Task directions. From the passage on China's plastic bag ban, return the part from "Last week, as" to "ignored the ban.", copied word for word.

Passage provided.
· · ·

In a byzantine federal-local system in which officials often flaunt national environmental policies, China's bag policy is widely considered to be a shining example of the powerful, positive effects Beijing can have over the environment when it chooses to.

Last week, as the U.N. Environment Program's chief called for a global ban on plastic bag production, Washington, D.C., approved a bag tax. But Baltimore backed out on a bag fee, and a week-old bag ban in Philiadelphia was killed, apparently under pressure from lobbyists of the petroleum and retail industries.

Though government estimates sometimes deserve to be taken with a heavy grain of MSG, and the plastic bag has been met with heavy skepticism, the ban appears to be having a significant effect.

Compliance isn't uniform. A recent survey by Beijing-based non-governmental organization Global Village showed that while nearly 80 percent of people support the ban on free plastic bags, more than 80 percent of retail outlets in rural areas ignored the ban.

· · ·

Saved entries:
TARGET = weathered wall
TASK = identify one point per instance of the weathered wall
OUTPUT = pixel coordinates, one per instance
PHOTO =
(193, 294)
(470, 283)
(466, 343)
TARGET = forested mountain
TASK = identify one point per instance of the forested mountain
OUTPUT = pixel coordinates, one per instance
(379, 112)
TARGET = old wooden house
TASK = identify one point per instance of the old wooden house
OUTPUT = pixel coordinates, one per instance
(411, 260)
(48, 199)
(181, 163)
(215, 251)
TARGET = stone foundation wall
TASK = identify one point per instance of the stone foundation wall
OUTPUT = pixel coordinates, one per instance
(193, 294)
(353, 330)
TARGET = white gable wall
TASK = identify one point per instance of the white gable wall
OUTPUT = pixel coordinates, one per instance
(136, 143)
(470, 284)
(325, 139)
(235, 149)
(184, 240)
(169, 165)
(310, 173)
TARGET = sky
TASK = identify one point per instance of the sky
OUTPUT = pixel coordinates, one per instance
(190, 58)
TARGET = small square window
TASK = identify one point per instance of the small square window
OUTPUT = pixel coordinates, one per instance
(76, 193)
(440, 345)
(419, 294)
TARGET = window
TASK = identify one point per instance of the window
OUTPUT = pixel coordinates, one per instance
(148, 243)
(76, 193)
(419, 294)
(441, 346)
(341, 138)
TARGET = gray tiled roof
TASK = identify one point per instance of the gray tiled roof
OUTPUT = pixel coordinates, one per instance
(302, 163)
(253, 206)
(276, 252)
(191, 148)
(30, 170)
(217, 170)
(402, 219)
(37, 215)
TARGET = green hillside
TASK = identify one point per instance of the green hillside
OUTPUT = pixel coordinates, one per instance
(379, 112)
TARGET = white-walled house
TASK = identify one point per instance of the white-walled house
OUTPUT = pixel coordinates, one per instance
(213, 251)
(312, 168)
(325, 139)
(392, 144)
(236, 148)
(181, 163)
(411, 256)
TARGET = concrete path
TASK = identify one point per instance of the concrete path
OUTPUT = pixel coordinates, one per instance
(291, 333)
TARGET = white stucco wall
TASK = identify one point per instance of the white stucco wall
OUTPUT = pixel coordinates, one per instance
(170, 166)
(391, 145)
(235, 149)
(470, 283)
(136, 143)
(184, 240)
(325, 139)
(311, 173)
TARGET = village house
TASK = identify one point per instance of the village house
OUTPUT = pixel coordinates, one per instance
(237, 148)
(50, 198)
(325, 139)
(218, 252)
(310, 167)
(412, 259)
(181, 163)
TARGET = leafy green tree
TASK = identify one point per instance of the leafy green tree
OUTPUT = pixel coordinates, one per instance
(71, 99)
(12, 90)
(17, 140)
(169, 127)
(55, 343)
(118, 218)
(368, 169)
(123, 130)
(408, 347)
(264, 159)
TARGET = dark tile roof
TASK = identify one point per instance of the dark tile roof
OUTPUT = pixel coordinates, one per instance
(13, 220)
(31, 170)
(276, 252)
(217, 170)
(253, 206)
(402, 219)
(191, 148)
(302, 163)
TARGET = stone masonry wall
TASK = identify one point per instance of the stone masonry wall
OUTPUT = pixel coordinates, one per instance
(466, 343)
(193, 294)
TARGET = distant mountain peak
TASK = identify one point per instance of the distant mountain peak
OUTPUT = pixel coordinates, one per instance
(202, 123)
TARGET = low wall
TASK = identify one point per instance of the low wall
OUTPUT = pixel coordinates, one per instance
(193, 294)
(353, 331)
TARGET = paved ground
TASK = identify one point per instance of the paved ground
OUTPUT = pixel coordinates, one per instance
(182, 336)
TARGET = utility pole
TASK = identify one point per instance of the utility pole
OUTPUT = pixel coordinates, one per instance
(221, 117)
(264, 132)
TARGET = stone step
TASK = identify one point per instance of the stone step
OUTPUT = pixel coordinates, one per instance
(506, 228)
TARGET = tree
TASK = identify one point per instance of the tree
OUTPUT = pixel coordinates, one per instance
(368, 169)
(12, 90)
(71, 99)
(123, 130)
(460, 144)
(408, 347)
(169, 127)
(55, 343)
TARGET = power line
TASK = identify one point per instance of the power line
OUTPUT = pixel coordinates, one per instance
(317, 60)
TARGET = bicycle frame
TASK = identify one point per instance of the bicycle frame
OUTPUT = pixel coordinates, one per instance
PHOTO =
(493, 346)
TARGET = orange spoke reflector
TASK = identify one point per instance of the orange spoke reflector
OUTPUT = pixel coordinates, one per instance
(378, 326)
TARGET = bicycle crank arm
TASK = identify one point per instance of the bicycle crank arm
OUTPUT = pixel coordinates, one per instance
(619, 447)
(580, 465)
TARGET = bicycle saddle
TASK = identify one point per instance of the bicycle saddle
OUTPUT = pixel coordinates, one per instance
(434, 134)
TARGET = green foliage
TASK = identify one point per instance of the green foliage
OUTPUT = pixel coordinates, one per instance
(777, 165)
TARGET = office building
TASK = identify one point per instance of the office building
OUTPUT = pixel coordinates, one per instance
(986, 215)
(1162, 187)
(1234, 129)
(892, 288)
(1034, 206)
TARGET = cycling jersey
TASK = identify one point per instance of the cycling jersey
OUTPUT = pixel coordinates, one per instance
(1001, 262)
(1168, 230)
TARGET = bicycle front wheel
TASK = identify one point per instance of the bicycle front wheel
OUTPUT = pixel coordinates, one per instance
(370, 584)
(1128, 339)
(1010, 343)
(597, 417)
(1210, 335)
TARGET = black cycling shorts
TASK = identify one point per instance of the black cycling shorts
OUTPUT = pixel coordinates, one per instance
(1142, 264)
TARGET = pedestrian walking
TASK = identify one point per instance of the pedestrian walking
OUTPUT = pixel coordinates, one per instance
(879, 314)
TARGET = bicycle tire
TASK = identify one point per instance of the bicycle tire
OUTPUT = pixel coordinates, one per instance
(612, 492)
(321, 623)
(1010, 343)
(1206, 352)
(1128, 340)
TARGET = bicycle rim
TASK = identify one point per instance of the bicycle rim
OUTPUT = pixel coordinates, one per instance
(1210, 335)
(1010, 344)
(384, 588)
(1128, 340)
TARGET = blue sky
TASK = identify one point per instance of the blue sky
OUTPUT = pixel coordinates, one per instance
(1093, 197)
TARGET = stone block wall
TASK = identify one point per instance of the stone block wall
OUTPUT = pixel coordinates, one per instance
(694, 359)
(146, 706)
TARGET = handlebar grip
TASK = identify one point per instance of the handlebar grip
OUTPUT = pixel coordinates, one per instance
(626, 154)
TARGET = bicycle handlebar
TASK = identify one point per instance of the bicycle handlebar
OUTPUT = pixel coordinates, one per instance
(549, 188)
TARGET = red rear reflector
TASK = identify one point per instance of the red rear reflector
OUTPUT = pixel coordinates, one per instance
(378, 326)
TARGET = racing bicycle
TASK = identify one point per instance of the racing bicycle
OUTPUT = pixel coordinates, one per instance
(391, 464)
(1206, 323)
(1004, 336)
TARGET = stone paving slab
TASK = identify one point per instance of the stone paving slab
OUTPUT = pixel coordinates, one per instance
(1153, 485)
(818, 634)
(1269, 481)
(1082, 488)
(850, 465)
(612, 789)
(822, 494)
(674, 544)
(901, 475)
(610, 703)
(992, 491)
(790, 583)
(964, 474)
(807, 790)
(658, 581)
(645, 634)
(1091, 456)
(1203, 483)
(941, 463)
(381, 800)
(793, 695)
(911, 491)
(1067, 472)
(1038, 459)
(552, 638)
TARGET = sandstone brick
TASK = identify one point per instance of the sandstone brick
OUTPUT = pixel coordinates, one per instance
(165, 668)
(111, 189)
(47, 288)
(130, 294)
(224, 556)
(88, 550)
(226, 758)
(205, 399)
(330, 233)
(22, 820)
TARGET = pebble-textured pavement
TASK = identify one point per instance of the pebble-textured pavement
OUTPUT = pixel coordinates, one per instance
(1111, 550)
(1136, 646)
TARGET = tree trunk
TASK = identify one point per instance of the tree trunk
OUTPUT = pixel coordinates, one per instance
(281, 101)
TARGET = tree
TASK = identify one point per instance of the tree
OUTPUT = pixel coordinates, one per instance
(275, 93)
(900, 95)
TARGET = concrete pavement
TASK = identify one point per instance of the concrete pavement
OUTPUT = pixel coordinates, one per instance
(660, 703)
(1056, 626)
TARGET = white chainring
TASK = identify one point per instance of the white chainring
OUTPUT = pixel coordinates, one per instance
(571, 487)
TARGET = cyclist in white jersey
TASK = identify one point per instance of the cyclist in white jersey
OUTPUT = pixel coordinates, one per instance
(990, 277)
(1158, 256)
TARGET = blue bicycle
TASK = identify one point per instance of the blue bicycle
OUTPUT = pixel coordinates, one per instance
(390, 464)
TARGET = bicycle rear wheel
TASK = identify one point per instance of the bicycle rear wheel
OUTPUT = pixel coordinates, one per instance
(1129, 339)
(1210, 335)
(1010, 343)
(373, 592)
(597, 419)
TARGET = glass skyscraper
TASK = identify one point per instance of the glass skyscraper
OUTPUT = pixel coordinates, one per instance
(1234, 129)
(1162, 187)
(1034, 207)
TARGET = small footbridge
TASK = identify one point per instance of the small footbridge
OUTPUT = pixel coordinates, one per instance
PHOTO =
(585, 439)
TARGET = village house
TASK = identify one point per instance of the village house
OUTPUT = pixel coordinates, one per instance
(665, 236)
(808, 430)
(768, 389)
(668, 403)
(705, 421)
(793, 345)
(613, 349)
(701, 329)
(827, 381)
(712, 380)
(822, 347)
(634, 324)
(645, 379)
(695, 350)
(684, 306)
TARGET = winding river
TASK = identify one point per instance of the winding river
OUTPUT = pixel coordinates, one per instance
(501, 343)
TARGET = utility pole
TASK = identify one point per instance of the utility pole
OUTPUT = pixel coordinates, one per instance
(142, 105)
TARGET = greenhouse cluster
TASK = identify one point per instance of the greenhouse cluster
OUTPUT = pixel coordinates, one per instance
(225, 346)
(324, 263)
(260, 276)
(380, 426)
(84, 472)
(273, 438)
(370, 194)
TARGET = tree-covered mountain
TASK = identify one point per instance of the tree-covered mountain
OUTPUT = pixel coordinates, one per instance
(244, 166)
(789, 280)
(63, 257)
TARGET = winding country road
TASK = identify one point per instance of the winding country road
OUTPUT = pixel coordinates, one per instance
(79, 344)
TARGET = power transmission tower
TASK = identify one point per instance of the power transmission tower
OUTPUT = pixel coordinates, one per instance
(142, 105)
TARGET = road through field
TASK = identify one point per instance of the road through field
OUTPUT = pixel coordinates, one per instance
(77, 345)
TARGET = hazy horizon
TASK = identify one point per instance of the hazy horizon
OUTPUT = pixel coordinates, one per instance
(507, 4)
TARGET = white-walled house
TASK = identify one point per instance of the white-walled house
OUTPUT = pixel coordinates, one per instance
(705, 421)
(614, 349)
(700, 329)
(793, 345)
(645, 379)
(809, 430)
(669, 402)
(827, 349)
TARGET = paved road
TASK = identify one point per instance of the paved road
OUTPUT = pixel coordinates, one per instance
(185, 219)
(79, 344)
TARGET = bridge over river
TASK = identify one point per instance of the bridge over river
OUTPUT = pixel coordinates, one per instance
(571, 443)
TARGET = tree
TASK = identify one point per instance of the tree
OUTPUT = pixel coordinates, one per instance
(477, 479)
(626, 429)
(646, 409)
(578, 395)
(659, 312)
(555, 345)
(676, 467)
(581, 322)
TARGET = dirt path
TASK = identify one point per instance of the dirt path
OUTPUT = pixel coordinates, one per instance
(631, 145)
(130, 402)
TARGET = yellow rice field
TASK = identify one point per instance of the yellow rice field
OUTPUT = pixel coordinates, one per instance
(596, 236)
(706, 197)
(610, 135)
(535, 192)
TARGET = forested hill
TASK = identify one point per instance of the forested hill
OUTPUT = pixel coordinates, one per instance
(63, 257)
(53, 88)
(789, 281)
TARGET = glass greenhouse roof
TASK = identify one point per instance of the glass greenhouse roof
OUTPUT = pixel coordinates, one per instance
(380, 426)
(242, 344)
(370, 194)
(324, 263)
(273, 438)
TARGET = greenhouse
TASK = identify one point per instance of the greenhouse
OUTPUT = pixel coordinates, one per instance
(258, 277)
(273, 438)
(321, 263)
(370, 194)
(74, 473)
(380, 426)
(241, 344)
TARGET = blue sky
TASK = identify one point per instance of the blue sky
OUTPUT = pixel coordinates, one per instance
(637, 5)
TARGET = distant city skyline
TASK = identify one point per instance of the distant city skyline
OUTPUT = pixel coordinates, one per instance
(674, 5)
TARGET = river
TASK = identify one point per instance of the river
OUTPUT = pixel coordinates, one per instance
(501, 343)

· · ·

Written response.
Last week, as the U.N. Environment Program's chief called for a global ban on plastic bag production, Washington, D.C., approved a bag tax. But Baltimore backed out on a bag fee, and a week-old bag ban in Philiadelphia was killed, apparently under pressure from lobbyists of the petroleum and retail industries.

Though government estimates sometimes deserve to be taken with a heavy grain of MSG, and the plastic bag has been met with heavy skepticism, the ban appears to be having a significant effect.

Compliance isn't uniform. A recent survey by Beijing-based non-governmental organization Global Village showed that while nearly 80 percent of people support the ban on free plastic bags, more than 80 percent of retail outlets in rural areas ignored the ban.